━━━━━ Extrahierter Text

Minister Laschet hatte auch schon mal mehr Beifall. Das versucht man nun durch die Länge zu kompensieren. Aber lassen wir das! Auch das ist ein durchsichtiges Manöver.
Es ist heute sicherlich kein guter Tag für die Kindertageseinrichtungen in Nordrhein-Westfalen. Oder vielleicht doch? Denn dieses Gesetz am heutigen Tag markiert ganz sicher den Anfang vom Ende der CDU/FDP-Regierung hier in Nordrhein-Westfalen.
(Beifall von SPD und GRÜNEN)
An keinem Gesetzesvorhaben wird die Janusköpfigkeit dieser Regierung so deutlich wie am KiBiz. Und schlimm für Sie: Die Menschen im Land, die Eltern, die Familien, haben lange erkannt, wie bei Ihnen die behauptete und die reale Politik auseinanderfallen.

━━━━━━━━━━

> Aufgabe A
Nenne alle Parteien, die im Redeauszug vorkommen, in der Kurzform, in der sie dort stehen.
Der Redeauszug steht in keinem Zusammenhang mit der Auflistung.

━━━━━ Daten zur Übung

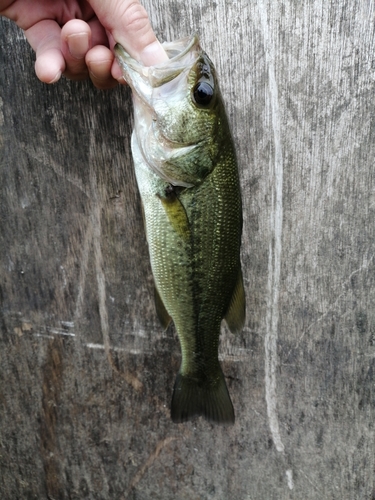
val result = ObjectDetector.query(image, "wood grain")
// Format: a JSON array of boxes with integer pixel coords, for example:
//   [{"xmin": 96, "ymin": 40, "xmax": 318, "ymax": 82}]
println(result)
[{"xmin": 0, "ymin": 0, "xmax": 375, "ymax": 500}]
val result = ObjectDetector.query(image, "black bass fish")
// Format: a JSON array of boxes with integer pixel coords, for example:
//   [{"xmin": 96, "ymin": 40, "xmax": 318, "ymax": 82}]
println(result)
[{"xmin": 115, "ymin": 36, "xmax": 245, "ymax": 423}]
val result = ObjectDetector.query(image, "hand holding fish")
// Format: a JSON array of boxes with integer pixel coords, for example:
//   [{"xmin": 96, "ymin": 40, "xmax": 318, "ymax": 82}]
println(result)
[{"xmin": 0, "ymin": 0, "xmax": 167, "ymax": 89}]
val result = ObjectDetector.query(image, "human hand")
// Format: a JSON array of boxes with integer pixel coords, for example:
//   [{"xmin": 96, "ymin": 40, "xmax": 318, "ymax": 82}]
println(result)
[{"xmin": 0, "ymin": 0, "xmax": 167, "ymax": 89}]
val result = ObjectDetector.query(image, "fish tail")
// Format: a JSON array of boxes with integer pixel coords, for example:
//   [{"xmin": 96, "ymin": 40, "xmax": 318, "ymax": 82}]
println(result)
[{"xmin": 171, "ymin": 367, "xmax": 234, "ymax": 424}]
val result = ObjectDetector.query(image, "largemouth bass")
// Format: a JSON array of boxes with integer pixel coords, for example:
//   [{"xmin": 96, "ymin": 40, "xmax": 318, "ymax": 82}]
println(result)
[{"xmin": 115, "ymin": 36, "xmax": 245, "ymax": 423}]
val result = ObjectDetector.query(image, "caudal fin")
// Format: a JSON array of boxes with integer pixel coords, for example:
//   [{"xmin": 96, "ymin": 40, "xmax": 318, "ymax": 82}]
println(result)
[{"xmin": 171, "ymin": 368, "xmax": 234, "ymax": 424}]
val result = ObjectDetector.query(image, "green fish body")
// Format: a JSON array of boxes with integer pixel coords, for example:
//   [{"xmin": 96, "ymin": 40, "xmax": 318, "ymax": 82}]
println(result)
[{"xmin": 115, "ymin": 36, "xmax": 245, "ymax": 423}]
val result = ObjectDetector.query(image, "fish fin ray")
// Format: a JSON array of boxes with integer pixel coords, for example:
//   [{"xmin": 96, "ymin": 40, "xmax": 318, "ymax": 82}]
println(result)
[
  {"xmin": 171, "ymin": 367, "xmax": 234, "ymax": 425},
  {"xmin": 224, "ymin": 268, "xmax": 246, "ymax": 333},
  {"xmin": 154, "ymin": 286, "xmax": 172, "ymax": 330}
]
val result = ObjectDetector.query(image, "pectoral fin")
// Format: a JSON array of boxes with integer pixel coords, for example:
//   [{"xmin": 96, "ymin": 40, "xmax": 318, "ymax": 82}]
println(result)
[
  {"xmin": 154, "ymin": 286, "xmax": 172, "ymax": 330},
  {"xmin": 225, "ymin": 268, "xmax": 246, "ymax": 333}
]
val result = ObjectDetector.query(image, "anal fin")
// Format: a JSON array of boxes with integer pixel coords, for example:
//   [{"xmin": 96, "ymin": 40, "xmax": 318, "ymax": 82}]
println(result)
[{"xmin": 224, "ymin": 268, "xmax": 246, "ymax": 333}]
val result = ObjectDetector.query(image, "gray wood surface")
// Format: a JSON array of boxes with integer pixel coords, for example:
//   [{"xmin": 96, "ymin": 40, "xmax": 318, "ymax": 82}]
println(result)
[{"xmin": 0, "ymin": 0, "xmax": 375, "ymax": 500}]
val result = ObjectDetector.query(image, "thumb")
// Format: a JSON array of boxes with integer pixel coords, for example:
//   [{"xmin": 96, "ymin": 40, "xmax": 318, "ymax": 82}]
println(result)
[{"xmin": 89, "ymin": 0, "xmax": 168, "ymax": 66}]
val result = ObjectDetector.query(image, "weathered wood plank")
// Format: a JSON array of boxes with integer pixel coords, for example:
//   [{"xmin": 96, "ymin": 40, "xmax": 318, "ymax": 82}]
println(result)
[{"xmin": 0, "ymin": 0, "xmax": 375, "ymax": 500}]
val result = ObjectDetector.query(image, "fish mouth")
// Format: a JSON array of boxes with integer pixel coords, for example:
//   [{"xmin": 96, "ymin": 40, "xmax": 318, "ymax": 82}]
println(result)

━━━━━━━━━━

> Aufgabe B
Filtere die Auflistung: Gib jede Zeile wieder, die die Zeichenfolge "fish" enthält. Groß- und Kleinschreibung sind dabei zu beachten.

> Lösung A
CDU, FDP, SPD, GRÜNEN

> Lösung B
val result = ObjectDetector.query(image, "black bass fish")
val result = ObjectDetector.query(image, "hand holding fish")
val result = ObjectDetector.query(image, "fish tail")
val result = ObjectDetector.query(image, "green fish body")
val result = ObjectDetector.query(image, "fish fin ray")
val result = ObjectDetector.query(image, "fish mouth")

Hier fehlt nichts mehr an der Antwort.